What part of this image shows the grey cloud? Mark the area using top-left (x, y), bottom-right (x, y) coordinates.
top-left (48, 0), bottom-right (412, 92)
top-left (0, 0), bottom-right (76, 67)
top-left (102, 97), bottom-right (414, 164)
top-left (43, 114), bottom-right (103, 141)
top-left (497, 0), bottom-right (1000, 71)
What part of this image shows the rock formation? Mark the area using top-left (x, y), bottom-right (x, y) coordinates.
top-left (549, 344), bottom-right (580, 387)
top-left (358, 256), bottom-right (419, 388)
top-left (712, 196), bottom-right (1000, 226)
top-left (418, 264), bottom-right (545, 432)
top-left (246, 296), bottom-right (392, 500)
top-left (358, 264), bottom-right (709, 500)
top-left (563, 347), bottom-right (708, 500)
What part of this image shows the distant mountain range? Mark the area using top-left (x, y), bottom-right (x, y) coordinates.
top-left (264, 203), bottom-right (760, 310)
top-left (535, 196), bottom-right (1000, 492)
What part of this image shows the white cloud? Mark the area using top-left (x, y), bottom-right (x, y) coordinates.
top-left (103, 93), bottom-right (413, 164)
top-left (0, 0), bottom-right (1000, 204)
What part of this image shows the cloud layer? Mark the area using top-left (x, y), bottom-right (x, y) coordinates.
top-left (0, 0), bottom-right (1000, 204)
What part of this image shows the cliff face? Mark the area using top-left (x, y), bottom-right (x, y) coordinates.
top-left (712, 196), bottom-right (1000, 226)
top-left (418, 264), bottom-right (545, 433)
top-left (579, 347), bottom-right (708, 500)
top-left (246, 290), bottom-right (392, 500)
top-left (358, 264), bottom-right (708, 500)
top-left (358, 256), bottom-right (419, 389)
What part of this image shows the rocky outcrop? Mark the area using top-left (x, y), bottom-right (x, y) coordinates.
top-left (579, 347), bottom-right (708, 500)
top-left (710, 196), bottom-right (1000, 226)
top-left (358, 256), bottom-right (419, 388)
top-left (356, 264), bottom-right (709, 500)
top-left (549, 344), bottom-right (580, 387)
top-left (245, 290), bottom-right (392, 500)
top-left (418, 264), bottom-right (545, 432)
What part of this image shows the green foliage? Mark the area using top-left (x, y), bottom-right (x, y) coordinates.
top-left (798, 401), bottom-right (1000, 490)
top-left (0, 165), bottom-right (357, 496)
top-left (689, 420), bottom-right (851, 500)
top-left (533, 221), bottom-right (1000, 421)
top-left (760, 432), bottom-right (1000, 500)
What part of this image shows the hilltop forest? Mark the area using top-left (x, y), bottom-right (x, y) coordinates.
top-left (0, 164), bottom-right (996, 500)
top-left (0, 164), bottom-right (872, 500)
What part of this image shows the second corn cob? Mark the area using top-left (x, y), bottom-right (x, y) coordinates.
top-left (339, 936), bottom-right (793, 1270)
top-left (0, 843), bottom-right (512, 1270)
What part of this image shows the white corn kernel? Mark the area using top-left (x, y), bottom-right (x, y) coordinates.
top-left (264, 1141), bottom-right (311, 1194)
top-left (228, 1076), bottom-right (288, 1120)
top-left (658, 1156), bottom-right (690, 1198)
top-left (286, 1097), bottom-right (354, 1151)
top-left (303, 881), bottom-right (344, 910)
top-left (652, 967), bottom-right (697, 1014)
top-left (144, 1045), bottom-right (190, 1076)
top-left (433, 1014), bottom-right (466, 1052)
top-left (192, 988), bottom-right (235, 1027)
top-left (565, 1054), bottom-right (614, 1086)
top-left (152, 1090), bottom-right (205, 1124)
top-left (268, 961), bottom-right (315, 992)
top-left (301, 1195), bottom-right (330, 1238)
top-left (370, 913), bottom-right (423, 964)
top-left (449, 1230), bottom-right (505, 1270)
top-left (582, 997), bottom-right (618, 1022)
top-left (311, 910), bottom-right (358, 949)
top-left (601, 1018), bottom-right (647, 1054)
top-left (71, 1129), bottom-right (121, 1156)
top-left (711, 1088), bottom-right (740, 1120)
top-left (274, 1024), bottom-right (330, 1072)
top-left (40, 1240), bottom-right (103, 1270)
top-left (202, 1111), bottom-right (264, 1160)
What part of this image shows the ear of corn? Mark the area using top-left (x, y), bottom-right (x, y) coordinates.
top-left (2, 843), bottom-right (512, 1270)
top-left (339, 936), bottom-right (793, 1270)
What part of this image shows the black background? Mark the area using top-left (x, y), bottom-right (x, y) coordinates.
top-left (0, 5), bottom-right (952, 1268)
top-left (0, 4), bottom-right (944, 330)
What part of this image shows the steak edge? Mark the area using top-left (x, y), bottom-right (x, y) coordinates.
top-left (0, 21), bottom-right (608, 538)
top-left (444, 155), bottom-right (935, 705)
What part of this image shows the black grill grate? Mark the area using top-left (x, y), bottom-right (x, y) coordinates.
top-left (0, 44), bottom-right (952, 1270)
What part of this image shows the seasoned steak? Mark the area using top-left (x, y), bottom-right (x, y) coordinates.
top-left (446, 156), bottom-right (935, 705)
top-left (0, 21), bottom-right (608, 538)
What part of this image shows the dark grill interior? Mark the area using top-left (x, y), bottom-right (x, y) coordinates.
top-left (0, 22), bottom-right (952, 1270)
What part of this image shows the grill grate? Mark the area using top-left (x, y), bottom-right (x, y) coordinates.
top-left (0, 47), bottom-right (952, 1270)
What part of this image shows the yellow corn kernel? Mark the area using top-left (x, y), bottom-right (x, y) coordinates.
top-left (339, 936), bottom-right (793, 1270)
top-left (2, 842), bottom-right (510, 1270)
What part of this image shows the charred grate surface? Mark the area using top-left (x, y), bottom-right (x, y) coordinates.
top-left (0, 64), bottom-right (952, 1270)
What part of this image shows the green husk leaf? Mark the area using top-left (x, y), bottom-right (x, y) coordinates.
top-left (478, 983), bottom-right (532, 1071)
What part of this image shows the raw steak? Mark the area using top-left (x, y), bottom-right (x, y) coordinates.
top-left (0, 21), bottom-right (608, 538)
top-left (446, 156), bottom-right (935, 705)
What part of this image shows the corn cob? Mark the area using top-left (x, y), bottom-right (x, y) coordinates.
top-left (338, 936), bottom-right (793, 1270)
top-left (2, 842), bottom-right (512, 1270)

..........

CHALLENGE:
Please arrange all of the records above as a Markdown table with the columns Row and Line, giving each line its own numbered row and leaving out blank lines.

CORRECT OUTPUT:
| Row | Line |
|---|---|
| 1 | What part of this image shows the grey cloud? Mark the area using top-left (x, y), bottom-right (x, y) coordinates. |
| 2 | top-left (48, 0), bottom-right (412, 92) |
| 3 | top-left (0, 0), bottom-right (76, 67) |
| 4 | top-left (102, 97), bottom-right (414, 164) |
| 5 | top-left (43, 114), bottom-right (103, 141) |
| 6 | top-left (497, 0), bottom-right (1000, 71) |
| 7 | What part of this image shows the rock formation? Mark the area using top-left (x, y), bottom-right (x, y) coordinates. |
| 8 | top-left (549, 344), bottom-right (580, 387) |
| 9 | top-left (358, 256), bottom-right (419, 388) |
| 10 | top-left (712, 196), bottom-right (1000, 226) |
| 11 | top-left (418, 264), bottom-right (545, 432) |
| 12 | top-left (246, 296), bottom-right (392, 500) |
| 13 | top-left (358, 264), bottom-right (709, 500) |
| 14 | top-left (563, 347), bottom-right (708, 500) |
| 15 | What part of this image shows the distant mountain range? Mark the area using top-left (x, y), bottom-right (x, y) coordinates. |
| 16 | top-left (264, 203), bottom-right (760, 310) |
| 17 | top-left (535, 196), bottom-right (1000, 492) |
| 18 | What part of this image shows the white cloud? Mark the area using top-left (x, y), bottom-right (x, y) coordinates. |
| 19 | top-left (103, 93), bottom-right (413, 164) |
| 20 | top-left (0, 0), bottom-right (1000, 204) |
| 21 | What part of this image shows the cloud layer? Mark the area using top-left (x, y), bottom-right (x, y) coordinates. |
| 22 | top-left (0, 0), bottom-right (1000, 204) |
| 23 | What part of this image shows the cliff face? Mark the area using top-left (x, y), bottom-right (x, y) coordinates. |
| 24 | top-left (712, 196), bottom-right (1000, 226) |
| 25 | top-left (418, 264), bottom-right (545, 433) |
| 26 | top-left (579, 347), bottom-right (708, 500) |
| 27 | top-left (246, 290), bottom-right (392, 500) |
| 28 | top-left (358, 264), bottom-right (708, 500) |
| 29 | top-left (358, 256), bottom-right (419, 389) |
| 30 | What part of this image shows the rocky outcrop? Mark the area using top-left (x, y), bottom-right (x, y) coordinates. |
| 31 | top-left (579, 347), bottom-right (708, 500) |
| 32 | top-left (710, 196), bottom-right (1000, 226) |
| 33 | top-left (358, 256), bottom-right (419, 388) |
| 34 | top-left (356, 264), bottom-right (709, 500) |
| 35 | top-left (549, 344), bottom-right (580, 387) |
| 36 | top-left (245, 290), bottom-right (392, 500) |
| 37 | top-left (418, 264), bottom-right (545, 432) |
| 38 | What part of this image shows the green foliage? Mark the area using top-left (x, y), bottom-right (x, y) coordinates. |
| 39 | top-left (798, 401), bottom-right (1000, 490) |
| 40 | top-left (0, 165), bottom-right (357, 496) |
| 41 | top-left (689, 420), bottom-right (851, 500) |
| 42 | top-left (533, 221), bottom-right (1000, 421) |
| 43 | top-left (760, 432), bottom-right (1000, 500) |
| 44 | What part of this image shows the hilltop forest? Mark the area using top-left (x, y), bottom-right (x, y) coordinates. |
| 45 | top-left (0, 164), bottom-right (996, 500) |
| 46 | top-left (0, 164), bottom-right (872, 500) |
| 47 | What part of this image shows the second corn cob? Mark the area using top-left (x, y), bottom-right (x, y) coordinates. |
| 48 | top-left (339, 936), bottom-right (793, 1270) |
| 49 | top-left (0, 843), bottom-right (512, 1270) |
| 50 | What part of this image shows the white corn kernel? Mark the area using top-left (x, y), bottom-right (x, y) coordinates. |
| 51 | top-left (264, 1141), bottom-right (311, 1194) |
| 52 | top-left (228, 1076), bottom-right (288, 1120) |
| 53 | top-left (658, 1156), bottom-right (690, 1198) |
| 54 | top-left (286, 1097), bottom-right (354, 1151) |
| 55 | top-left (303, 881), bottom-right (344, 910) |
| 56 | top-left (652, 967), bottom-right (697, 1014) |
| 57 | top-left (144, 1045), bottom-right (190, 1076) |
| 58 | top-left (433, 1014), bottom-right (466, 1052) |
| 59 | top-left (192, 988), bottom-right (235, 1027) |
| 60 | top-left (565, 1054), bottom-right (614, 1086) |
| 61 | top-left (152, 1090), bottom-right (205, 1124) |
| 62 | top-left (268, 961), bottom-right (315, 992) |
| 63 | top-left (301, 1195), bottom-right (330, 1238) |
| 64 | top-left (370, 913), bottom-right (423, 964) |
| 65 | top-left (449, 1230), bottom-right (505, 1270) |
| 66 | top-left (582, 997), bottom-right (618, 1022) |
| 67 | top-left (311, 910), bottom-right (358, 949) |
| 68 | top-left (601, 1018), bottom-right (647, 1054) |
| 69 | top-left (71, 1129), bottom-right (121, 1156) |
| 70 | top-left (711, 1088), bottom-right (740, 1120) |
| 71 | top-left (274, 1024), bottom-right (330, 1072) |
| 72 | top-left (40, 1240), bottom-right (103, 1270) |
| 73 | top-left (202, 1111), bottom-right (264, 1160) |
| 74 | What part of this image shows the ear of corn? Mark the area using top-left (x, y), bottom-right (x, y) coordinates. |
| 75 | top-left (2, 843), bottom-right (512, 1270) |
| 76 | top-left (339, 936), bottom-right (793, 1270) |
| 77 | What part of this image shows the black background? Mark the area using top-left (x, y), bottom-right (x, y) coordinates. |
| 78 | top-left (0, 5), bottom-right (952, 1268) |
| 79 | top-left (0, 4), bottom-right (944, 330) |
| 80 | What part of this image shows the steak edge? Mark the area using top-left (x, y), bottom-right (x, y) coordinates. |
| 81 | top-left (0, 21), bottom-right (608, 538) |
| 82 | top-left (444, 155), bottom-right (935, 705) |
| 83 | What part of this image shows the black grill grate? Mark the area using top-left (x, y), bottom-right (x, y) coordinates. |
| 84 | top-left (0, 44), bottom-right (952, 1270) |
| 85 | What part of this image shows the seasoned steak? Mark the area using top-left (x, y), bottom-right (x, y) coordinates. |
| 86 | top-left (446, 156), bottom-right (935, 705) |
| 87 | top-left (0, 21), bottom-right (608, 538) |
| 88 | What part of this image shows the dark grill interior? Mark the area using top-left (x, y), bottom-right (x, y) coordinates. |
| 89 | top-left (0, 22), bottom-right (952, 1270) |
| 90 | What part of this image shows the grill grate? Mark the area using top-left (x, y), bottom-right (x, y) coordinates. |
| 91 | top-left (0, 47), bottom-right (952, 1270) |
| 92 | What part of this image shows the yellow corn kernel? Mark the area using top-left (x, y), bottom-right (x, y) coordinates. |
| 93 | top-left (339, 936), bottom-right (793, 1270) |
| 94 | top-left (2, 842), bottom-right (510, 1270) |
| 95 | What part of this image shows the charred grate surface? Mark the area using top-left (x, y), bottom-right (x, y) coordinates. |
| 96 | top-left (0, 64), bottom-right (952, 1270) |
| 97 | What part of this image shows the green husk leaf? Mark the area using top-left (x, y), bottom-right (x, y) coordinates. |
| 98 | top-left (478, 983), bottom-right (532, 1071) |
| 99 | What part of this image shows the raw steak? Mark the area using top-left (x, y), bottom-right (x, y) coordinates. |
| 100 | top-left (0, 21), bottom-right (608, 538) |
| 101 | top-left (446, 156), bottom-right (935, 705) |
| 102 | What part of this image shows the corn cob? Mark the area using top-left (x, y), bottom-right (x, y) coordinates. |
| 103 | top-left (338, 936), bottom-right (793, 1270) |
| 104 | top-left (2, 842), bottom-right (512, 1270) |